## [Records for this task]

= Beginning of Section =

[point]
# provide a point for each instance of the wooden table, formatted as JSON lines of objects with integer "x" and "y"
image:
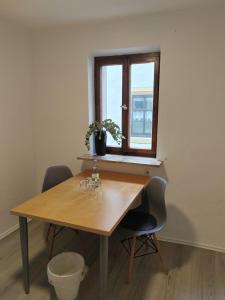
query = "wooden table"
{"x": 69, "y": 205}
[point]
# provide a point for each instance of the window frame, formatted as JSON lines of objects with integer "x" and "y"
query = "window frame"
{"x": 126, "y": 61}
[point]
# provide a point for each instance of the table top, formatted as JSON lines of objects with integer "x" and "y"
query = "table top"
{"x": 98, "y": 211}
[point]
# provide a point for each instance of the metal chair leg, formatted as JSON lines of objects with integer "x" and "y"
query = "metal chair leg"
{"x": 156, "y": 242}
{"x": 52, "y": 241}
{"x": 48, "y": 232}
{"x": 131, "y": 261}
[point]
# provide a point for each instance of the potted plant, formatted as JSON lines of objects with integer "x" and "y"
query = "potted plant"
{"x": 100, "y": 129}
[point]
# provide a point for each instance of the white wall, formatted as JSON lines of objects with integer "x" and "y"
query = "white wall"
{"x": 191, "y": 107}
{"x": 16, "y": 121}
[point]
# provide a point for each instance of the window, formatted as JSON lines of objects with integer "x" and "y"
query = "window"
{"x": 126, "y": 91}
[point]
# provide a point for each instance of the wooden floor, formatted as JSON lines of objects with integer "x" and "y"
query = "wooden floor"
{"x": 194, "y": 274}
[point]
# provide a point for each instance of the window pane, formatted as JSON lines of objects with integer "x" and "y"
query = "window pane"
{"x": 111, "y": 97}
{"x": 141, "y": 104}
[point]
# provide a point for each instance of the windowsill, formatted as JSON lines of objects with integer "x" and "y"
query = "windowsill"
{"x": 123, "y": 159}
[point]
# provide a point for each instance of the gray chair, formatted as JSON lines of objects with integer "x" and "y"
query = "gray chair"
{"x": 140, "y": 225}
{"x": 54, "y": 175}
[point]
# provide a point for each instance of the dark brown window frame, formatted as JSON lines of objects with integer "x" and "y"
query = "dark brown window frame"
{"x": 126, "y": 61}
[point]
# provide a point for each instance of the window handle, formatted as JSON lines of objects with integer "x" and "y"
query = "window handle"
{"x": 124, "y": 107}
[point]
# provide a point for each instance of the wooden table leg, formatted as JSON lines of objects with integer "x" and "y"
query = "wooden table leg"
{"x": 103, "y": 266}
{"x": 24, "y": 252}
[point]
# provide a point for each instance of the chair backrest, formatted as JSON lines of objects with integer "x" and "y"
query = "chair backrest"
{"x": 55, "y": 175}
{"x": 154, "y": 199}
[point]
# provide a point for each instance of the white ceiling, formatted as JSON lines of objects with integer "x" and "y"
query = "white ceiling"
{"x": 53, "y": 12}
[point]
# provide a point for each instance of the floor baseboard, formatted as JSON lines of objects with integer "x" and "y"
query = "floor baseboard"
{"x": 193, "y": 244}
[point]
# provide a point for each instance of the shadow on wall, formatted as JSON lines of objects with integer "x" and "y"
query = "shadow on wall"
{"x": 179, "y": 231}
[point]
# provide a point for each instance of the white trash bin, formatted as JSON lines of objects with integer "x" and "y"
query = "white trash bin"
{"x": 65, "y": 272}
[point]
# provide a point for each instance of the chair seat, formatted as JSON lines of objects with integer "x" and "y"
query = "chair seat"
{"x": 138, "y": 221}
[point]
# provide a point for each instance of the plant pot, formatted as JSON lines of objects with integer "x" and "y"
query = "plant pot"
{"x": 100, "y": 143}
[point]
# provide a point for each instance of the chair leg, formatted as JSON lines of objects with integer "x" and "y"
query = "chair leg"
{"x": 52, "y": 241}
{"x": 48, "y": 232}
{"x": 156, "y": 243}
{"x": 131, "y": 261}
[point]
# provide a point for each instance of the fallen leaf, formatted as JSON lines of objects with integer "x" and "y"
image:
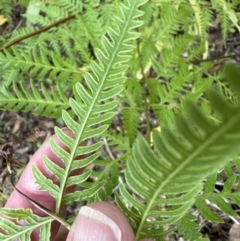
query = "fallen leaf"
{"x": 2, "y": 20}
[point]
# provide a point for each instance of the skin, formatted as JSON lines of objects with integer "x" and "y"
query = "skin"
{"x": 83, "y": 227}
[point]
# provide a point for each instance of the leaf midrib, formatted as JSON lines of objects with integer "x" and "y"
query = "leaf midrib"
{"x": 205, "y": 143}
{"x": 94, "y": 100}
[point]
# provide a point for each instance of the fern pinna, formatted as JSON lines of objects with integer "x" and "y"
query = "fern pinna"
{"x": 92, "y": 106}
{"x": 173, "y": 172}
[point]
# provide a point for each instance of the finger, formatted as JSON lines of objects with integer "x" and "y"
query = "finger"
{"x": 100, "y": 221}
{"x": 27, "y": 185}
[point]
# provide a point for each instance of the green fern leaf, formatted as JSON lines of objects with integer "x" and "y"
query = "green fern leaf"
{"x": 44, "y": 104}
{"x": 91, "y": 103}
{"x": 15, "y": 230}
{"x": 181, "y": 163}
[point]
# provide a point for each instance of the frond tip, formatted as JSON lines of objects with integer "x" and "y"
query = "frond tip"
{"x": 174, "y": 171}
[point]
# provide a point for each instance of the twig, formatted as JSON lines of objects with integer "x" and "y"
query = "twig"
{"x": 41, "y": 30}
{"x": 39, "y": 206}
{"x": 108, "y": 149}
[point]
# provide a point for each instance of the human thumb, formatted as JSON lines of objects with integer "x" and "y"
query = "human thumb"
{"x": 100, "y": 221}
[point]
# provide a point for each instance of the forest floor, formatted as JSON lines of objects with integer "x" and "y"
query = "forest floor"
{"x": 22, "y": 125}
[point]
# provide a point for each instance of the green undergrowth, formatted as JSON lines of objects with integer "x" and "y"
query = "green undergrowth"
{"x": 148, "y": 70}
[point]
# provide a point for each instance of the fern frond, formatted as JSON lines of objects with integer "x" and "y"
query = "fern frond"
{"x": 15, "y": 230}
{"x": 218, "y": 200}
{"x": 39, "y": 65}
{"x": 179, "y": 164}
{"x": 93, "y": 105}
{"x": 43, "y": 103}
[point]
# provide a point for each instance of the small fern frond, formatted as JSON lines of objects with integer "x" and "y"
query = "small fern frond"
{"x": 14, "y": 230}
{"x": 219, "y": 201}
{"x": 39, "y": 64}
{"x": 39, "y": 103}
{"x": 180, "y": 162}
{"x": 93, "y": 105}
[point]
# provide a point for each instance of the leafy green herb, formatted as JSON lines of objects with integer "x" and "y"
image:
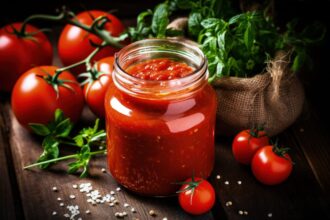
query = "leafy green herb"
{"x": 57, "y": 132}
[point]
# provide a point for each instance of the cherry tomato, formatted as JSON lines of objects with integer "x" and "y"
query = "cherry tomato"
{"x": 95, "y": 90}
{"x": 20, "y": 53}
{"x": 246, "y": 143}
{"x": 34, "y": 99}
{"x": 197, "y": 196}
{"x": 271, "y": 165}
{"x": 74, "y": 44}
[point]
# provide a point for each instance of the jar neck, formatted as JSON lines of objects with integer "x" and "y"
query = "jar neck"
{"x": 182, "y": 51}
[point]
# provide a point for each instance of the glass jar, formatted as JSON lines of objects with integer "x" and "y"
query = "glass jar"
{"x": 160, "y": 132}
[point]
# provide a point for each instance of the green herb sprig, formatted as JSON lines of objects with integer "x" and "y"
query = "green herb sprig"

= End of Section =

## [Task brief]
A single figure is required: the number of lines in the data above in which the word "sprig" appears.

## [Task output]
2